**Aim of the task**: Where the word "mountain" occurs in a line of the data, return the whole line.

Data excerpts
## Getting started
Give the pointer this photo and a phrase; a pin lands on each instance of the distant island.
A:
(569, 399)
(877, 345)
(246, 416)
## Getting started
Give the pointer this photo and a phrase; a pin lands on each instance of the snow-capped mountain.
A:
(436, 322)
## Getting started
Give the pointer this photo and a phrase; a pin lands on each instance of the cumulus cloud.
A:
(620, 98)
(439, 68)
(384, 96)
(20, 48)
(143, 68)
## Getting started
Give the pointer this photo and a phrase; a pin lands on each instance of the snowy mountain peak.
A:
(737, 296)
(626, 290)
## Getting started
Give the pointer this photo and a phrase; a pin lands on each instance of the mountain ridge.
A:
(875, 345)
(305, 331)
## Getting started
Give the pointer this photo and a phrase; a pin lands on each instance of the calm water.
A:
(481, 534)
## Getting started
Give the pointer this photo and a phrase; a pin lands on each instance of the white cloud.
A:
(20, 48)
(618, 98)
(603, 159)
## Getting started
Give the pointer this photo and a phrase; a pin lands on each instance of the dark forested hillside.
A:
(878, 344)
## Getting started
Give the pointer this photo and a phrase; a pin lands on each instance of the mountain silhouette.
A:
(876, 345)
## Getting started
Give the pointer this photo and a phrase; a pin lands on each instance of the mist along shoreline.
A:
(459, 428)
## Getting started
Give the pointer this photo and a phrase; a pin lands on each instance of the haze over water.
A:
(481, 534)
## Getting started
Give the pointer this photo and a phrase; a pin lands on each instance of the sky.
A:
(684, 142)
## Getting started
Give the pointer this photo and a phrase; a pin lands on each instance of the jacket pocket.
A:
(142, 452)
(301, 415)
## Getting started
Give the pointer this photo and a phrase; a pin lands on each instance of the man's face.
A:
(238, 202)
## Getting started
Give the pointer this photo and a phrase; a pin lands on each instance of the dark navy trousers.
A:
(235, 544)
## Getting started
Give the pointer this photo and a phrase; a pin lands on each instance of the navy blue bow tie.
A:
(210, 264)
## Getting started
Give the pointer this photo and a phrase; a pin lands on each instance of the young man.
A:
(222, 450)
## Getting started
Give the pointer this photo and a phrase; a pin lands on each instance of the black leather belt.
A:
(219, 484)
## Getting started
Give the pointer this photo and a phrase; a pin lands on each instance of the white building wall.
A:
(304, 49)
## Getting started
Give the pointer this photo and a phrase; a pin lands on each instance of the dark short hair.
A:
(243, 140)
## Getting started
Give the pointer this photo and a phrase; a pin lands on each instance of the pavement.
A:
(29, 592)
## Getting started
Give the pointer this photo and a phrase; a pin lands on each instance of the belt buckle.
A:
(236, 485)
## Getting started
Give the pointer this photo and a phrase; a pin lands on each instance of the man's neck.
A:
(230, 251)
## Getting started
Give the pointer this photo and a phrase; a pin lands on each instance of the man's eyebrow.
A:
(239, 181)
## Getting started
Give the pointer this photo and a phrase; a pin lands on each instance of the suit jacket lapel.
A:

**Your solution**:
Give the pointer this photo and a phrase; a pin lands on each instance of the snow-capped mountain.
Give the pointer this photo and a phrase; a pin lands on each instance of the snowy mountain peak.
Give the pointer this photo and a phrase; a pin lands on each instance of the mountain ridge.
Give the pointer this photo and a phrase; a pin lands on each instance of the mountain silhouette.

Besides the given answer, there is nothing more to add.